» **WHAT TO DO**
Among the entries below, find all lines that include "path" and copy them.

*** Block opens ***

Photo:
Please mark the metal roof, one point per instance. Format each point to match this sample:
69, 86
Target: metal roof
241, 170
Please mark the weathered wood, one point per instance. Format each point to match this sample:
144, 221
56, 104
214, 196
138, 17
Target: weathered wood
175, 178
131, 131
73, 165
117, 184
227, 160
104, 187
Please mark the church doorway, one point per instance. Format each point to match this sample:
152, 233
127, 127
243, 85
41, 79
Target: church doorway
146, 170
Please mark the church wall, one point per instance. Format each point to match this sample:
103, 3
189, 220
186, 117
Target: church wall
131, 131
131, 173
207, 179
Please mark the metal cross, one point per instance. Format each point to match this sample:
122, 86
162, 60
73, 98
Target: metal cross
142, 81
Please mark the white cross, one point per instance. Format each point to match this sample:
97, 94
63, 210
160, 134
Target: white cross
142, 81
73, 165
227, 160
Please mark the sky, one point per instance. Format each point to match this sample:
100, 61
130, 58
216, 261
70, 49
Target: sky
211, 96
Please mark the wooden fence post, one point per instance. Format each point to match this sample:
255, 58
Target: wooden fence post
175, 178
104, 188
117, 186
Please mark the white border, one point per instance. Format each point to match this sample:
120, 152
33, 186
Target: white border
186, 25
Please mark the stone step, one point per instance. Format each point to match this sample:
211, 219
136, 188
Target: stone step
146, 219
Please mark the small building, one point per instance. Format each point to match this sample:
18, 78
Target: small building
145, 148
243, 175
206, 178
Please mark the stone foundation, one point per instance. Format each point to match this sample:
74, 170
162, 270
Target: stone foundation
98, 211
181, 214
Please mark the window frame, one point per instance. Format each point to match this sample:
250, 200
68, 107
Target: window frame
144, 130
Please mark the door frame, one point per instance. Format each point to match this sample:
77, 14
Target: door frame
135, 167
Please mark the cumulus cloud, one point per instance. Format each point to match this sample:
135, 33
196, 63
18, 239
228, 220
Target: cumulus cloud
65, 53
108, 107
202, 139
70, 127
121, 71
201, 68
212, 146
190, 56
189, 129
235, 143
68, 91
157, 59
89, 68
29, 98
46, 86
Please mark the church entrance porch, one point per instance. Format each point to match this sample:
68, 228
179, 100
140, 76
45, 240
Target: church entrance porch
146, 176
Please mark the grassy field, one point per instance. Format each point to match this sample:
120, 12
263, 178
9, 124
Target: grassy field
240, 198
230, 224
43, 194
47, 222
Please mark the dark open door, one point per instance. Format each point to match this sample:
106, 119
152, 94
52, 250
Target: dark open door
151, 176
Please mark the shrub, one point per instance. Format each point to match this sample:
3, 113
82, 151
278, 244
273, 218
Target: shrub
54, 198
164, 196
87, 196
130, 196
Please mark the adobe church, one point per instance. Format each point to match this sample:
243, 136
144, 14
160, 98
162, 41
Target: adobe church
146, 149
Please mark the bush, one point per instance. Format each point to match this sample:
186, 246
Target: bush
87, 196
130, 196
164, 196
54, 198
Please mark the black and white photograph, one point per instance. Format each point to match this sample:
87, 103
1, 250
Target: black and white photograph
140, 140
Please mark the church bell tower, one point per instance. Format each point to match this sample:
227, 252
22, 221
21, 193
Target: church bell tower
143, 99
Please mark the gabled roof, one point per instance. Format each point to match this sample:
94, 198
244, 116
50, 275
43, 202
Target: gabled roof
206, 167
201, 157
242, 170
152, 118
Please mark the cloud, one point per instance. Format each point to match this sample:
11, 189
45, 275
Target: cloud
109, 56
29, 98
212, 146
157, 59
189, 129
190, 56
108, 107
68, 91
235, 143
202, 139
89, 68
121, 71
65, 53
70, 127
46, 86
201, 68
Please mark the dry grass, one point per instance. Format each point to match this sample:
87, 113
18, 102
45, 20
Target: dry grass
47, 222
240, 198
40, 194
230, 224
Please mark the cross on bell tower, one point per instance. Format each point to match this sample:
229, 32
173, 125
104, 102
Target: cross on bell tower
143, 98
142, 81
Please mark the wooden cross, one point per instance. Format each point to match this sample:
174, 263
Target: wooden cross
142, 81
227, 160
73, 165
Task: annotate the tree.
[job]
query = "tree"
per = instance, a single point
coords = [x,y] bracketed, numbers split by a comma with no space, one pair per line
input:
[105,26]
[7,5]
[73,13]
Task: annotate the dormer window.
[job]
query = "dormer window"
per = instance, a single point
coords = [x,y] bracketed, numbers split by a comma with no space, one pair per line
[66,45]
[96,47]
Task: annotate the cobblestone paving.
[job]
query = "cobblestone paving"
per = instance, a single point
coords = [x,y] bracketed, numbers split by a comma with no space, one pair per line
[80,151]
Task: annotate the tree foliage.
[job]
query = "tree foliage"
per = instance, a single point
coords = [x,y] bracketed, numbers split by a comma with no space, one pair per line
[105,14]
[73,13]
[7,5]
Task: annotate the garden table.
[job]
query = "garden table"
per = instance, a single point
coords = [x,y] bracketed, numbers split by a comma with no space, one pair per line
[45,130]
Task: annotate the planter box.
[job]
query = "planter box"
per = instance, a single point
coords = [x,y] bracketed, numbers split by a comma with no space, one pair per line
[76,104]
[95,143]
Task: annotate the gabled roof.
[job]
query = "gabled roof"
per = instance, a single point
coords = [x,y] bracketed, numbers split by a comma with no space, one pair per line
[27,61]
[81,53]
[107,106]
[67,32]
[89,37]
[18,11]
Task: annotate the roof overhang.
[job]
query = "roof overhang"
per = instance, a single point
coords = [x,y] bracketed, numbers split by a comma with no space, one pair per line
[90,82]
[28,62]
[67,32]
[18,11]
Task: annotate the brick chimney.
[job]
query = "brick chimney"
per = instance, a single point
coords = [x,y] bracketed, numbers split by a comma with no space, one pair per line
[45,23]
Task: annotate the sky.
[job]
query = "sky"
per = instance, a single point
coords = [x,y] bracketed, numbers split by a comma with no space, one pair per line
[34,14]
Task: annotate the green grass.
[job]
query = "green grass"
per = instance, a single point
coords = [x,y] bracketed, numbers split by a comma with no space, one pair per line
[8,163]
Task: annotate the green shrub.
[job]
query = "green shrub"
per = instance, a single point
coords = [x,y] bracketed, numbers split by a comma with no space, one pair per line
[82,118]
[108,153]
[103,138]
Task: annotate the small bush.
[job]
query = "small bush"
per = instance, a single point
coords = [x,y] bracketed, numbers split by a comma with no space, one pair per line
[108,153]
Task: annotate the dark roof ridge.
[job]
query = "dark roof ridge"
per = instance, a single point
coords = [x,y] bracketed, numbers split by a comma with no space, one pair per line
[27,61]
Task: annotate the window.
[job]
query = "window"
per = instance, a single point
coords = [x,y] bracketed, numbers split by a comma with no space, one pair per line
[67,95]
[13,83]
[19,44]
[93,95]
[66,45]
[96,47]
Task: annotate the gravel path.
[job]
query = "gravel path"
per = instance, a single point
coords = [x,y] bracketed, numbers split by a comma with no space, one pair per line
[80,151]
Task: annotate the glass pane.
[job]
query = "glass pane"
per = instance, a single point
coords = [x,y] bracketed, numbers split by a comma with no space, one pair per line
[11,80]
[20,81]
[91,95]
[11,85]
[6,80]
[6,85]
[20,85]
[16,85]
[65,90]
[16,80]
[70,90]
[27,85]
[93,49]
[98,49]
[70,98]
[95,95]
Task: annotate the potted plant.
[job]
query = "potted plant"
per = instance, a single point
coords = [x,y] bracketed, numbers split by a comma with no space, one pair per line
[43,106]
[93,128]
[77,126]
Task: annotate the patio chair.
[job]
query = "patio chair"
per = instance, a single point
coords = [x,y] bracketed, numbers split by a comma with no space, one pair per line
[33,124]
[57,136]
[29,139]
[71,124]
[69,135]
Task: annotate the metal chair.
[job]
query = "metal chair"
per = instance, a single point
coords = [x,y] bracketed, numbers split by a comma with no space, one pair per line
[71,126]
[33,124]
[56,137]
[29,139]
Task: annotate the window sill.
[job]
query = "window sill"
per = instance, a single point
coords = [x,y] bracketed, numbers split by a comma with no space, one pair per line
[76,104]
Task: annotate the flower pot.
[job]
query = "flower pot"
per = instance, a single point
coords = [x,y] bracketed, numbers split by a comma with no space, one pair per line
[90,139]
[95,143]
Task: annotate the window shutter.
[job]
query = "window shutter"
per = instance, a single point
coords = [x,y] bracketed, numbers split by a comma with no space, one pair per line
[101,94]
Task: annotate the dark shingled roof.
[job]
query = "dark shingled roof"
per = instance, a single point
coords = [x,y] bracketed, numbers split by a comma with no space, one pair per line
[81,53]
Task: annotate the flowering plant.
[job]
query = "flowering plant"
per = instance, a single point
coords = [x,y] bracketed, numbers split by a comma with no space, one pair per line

*** Block closes ***

» **REPLY**
Task: annotate the gravel path.
query = "gravel path"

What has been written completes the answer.